# Aim of the exercise:
Retype the entries below word for word, leaving none out.

[Natural language region descriptions]
== Segment start ==

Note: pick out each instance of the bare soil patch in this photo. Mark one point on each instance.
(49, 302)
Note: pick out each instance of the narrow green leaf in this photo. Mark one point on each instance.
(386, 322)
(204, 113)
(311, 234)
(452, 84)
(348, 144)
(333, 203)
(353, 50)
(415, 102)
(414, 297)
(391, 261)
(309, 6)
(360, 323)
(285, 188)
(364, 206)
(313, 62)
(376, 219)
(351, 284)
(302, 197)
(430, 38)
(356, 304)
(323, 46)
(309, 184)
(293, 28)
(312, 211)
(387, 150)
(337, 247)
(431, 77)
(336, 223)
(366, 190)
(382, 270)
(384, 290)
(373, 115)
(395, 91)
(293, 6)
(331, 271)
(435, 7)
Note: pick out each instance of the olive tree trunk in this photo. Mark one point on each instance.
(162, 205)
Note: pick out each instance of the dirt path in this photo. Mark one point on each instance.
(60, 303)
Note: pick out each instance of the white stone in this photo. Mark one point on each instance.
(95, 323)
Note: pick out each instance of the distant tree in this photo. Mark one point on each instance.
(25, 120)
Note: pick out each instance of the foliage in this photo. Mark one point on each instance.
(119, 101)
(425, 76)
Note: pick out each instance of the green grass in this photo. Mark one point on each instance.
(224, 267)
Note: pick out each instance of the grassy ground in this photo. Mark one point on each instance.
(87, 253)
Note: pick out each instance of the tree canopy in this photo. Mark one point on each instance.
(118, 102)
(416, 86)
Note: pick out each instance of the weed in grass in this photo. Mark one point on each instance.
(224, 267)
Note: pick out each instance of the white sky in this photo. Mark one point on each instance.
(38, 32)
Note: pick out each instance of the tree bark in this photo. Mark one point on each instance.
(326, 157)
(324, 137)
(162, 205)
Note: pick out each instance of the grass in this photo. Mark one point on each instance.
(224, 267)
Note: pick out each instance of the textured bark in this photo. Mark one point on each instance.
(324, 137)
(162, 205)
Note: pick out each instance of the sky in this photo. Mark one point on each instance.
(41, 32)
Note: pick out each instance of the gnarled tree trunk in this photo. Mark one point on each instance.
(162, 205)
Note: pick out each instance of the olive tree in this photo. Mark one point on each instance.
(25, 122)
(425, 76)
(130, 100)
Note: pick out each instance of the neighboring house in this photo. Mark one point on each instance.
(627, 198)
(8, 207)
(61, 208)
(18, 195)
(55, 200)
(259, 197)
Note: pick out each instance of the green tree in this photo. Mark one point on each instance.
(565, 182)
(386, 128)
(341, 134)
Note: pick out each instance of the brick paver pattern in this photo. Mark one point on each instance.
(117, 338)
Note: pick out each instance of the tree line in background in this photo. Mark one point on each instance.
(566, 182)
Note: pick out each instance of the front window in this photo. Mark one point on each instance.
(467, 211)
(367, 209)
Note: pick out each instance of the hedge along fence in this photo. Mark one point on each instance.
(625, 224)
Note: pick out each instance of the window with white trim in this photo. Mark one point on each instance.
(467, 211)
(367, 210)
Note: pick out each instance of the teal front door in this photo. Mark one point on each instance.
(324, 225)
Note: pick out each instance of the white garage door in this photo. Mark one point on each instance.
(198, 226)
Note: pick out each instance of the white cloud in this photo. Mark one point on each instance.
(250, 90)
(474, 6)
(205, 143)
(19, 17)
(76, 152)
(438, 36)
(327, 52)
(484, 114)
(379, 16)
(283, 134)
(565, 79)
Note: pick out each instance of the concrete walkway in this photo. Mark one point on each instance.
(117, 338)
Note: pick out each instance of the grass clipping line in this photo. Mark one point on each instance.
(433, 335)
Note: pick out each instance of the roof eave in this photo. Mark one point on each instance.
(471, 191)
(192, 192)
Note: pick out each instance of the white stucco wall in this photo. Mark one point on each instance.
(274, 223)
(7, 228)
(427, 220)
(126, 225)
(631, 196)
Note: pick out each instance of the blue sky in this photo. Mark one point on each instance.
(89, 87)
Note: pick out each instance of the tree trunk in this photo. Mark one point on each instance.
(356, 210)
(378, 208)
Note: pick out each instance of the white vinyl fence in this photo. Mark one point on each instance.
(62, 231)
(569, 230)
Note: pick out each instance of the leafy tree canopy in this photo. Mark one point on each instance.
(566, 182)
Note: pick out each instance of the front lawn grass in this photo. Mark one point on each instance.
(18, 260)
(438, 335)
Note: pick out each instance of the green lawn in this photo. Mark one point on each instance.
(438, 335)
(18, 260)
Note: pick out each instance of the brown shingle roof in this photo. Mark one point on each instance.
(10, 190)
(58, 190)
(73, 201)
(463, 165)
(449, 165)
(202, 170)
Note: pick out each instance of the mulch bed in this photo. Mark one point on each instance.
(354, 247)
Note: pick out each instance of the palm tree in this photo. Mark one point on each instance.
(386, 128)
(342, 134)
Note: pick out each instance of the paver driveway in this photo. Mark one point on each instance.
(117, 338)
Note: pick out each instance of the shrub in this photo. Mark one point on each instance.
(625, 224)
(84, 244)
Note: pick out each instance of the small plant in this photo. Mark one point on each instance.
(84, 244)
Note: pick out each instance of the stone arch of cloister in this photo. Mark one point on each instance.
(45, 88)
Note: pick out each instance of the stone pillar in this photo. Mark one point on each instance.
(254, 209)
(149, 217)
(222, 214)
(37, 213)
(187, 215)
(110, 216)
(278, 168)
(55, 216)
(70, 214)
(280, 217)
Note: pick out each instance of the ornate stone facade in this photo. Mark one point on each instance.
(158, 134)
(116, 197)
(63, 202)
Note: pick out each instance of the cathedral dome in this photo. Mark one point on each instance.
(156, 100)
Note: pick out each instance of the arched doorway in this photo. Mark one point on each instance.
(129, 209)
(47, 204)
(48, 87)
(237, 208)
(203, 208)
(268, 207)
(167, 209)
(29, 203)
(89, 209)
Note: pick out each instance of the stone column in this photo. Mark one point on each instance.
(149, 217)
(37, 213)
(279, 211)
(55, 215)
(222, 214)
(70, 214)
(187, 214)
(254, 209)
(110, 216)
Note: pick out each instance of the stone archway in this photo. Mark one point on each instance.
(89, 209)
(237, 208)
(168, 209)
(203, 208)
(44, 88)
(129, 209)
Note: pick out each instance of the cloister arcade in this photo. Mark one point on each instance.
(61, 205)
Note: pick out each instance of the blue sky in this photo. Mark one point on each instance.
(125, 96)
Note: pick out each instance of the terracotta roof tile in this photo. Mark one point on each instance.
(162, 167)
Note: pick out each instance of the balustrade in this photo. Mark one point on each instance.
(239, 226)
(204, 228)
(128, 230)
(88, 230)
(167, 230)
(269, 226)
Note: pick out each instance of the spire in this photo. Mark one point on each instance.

== Segment end ==

# Problem solution:
Note: pick out each instance of the bare soil patch in this photo. Mark one point on each instance.
(49, 302)
Note: pick out each instance of the narrow green leaf in this photo. Mark one point on each instance.
(386, 322)
(204, 113)
(311, 234)
(452, 84)
(348, 144)
(333, 203)
(353, 50)
(415, 102)
(414, 297)
(391, 261)
(309, 6)
(360, 323)
(285, 188)
(364, 206)
(313, 62)
(376, 219)
(351, 284)
(302, 197)
(430, 38)
(356, 304)
(323, 46)
(309, 184)
(293, 28)
(312, 211)
(387, 150)
(337, 247)
(431, 77)
(336, 223)
(366, 190)
(382, 270)
(384, 290)
(373, 115)
(395, 91)
(293, 6)
(331, 271)
(435, 7)
Note: pick out each instance of the olive tree trunk in this photo. Mark one point on each instance.
(162, 205)
Note: pick out each instance of the dirt path in this photo. Mark one point on each instance.
(60, 303)
Note: pick out each instance of the white stone in this photo. Mark one point on each instance.
(95, 323)
Note: pick out each instance of the distant tree in this photo. Mark one point on each instance.
(25, 120)
Note: pick out each instance of the foliage in this photo. Mark one point on each instance.
(119, 101)
(425, 76)
Note: pick out each instance of the green grass in this photo. Mark one point on each instance.
(224, 267)
Note: pick out each instance of the grassy ground in this photo. Mark one point on each instance.
(87, 253)
Note: pick out each instance of the tree canopy in this photo. Mark one point on each instance.
(118, 102)
(416, 86)
Note: pick out each instance of the weed in grass in this photo. Mark one point on each instance.
(224, 267)
Note: pick out each instance of the white sky in this photo. Mark one point on each instance.
(38, 32)
Note: pick out each instance of the tree bark in this photo. Mark one point on each instance.
(326, 157)
(324, 137)
(162, 205)
Note: pick out each instance of the grass in this photo. Mark one point on each instance.
(224, 267)
Note: pick out each instance of the textured bark in this photo. Mark one point on each instance.
(324, 137)
(162, 205)
Note: pick out each instance of the sky in this photo. Mark one point on each instance.
(41, 32)
Note: pick out each instance of the gnarled tree trunk in this photo. Mark one point on each instance.
(162, 205)
Note: pick out each instance of the olive tree in this photo. Mark one point on each instance.
(25, 122)
(425, 76)
(130, 100)
Note: pick out each instance of the neighboring house in this photo. Mark one point on each instance.
(627, 198)
(8, 207)
(61, 208)
(18, 195)
(55, 200)
(259, 197)
Note: pick out each instance of the green tree in this photo. Mark one point on each instance.
(565, 182)
(386, 128)
(341, 134)
Note: pick out each instance of the brick paver pattern in this photo. Mark one point on each instance.
(117, 338)
Note: pick out each instance of the tree line in background in this photo. Mark one point on each instance.
(566, 182)
Note: pick out each instance of the front window in this photo. Mark one point on each instance.
(467, 211)
(367, 209)
Note: pick out each instance of the hedge along fence in this photo. Mark one point on each instance.
(625, 224)
Note: pick out each instance of the window with white trim in this photo. Mark one point on each instance.
(467, 211)
(367, 210)
Note: pick out each instance of the teal front door in this photo. Mark one point on each instance.
(324, 225)
Note: pick out each instance of the white garage door in this photo. Mark one point on each instance.
(198, 226)
Note: pick out each instance of the white cloud in this photo. Mark one point on each instance.
(250, 90)
(474, 6)
(205, 143)
(19, 17)
(76, 152)
(438, 36)
(327, 52)
(484, 114)
(379, 16)
(283, 134)
(565, 79)
Note: pick out each instance of the concrete walkway in this photo. Mark one point on each instance.
(117, 338)
Note: pick out each instance of the grass clipping line in this photo. Mark one point on each instance.
(433, 335)
Note: pick out each instance of the roof eave in this photo. Mark one point on each instance.
(471, 191)
(192, 192)
Note: pick out each instance of the white stucco wall in this photo. Mark one point on each instance.
(274, 223)
(7, 228)
(427, 220)
(126, 225)
(631, 196)
Note: pick out each instance of the blue sky in this photo. Mark one point on each instance.
(89, 87)
Note: pick out each instance of the tree trunk in this photo. Mark one point on each instance.
(356, 210)
(378, 208)
Note: pick out each instance of the white vinyl fence in this photo. Mark one point on each instance.
(62, 231)
(569, 230)
Note: pick out each instance of the leafy tree canopy in this photo. Mark one point on each instance.
(566, 182)
Note: pick out each instance of the front lawn grass in this photo. Mark one point on each instance.
(18, 260)
(438, 335)
Note: pick out each instance of the green lawn in this photo. Mark one point on each instance.
(438, 335)
(18, 260)
Note: pick out each instance of the brown shingle roof in this photo. Mark one point on each instance.
(10, 190)
(58, 190)
(73, 201)
(463, 165)
(449, 165)
(202, 170)
Note: pick out each instance of the mulch bed in this photo. Mark one point on each instance.
(354, 247)
Note: pick out each instance of the palm tree in this photo. Mark one point on each instance.
(386, 128)
(342, 134)
Note: pick out each instance of the paver driveway in this photo. Mark one point on each instance.
(117, 338)
Note: pick out each instance of the shrub in this photo. Mark one point on each instance.
(625, 224)
(84, 244)
Note: pick out each instance of the small plant in this photo. Mark one point on each instance.
(84, 244)
Note: pick out each instance of the stone arch of cloister in this photo. Mark one point on each instance.
(45, 88)
Note: pick out each instance of the stone pillar in this photo. Mark one point on each instance.
(254, 209)
(149, 217)
(222, 214)
(37, 213)
(187, 215)
(110, 216)
(278, 168)
(55, 216)
(70, 214)
(280, 217)
Note: pick out each instance of the ornate stone facade in this photo. Mark one point on each instance.
(158, 134)
(116, 197)
(63, 202)
Note: pick out each instance of the cathedral dome in this photo. Mark one point on each instance.
(156, 100)
Note: pick out each instance of the arched doorway in this photo. Mark one point on each instance.
(129, 209)
(47, 204)
(48, 87)
(237, 208)
(203, 208)
(268, 207)
(167, 209)
(29, 203)
(89, 209)
Note: pick out each instance of the stone column in this photo. Mark one point on each instance.
(149, 217)
(37, 213)
(279, 211)
(55, 215)
(222, 214)
(70, 214)
(187, 214)
(254, 209)
(110, 216)
Note: pick out each instance of the stone archway in this photo. Mark one point on each instance.
(89, 209)
(237, 208)
(168, 209)
(203, 208)
(44, 88)
(129, 209)
Note: pick out each instance of the cloister arcade in this photo. Mark one point on each instance.
(61, 205)
Note: pick out each instance of the blue sky in this photo. Mark one point on each instance.
(125, 96)
Note: pick out each instance of the terracotta roof tile in this photo. Mark one point on each instance.
(162, 167)
Note: pick out each instance of the balustrade in this photo. Mark one point on each instance.
(239, 226)
(204, 228)
(128, 230)
(88, 230)
(167, 230)
(269, 226)
Note: pick out each instance of the spire in this photo. Mark one point on each instance.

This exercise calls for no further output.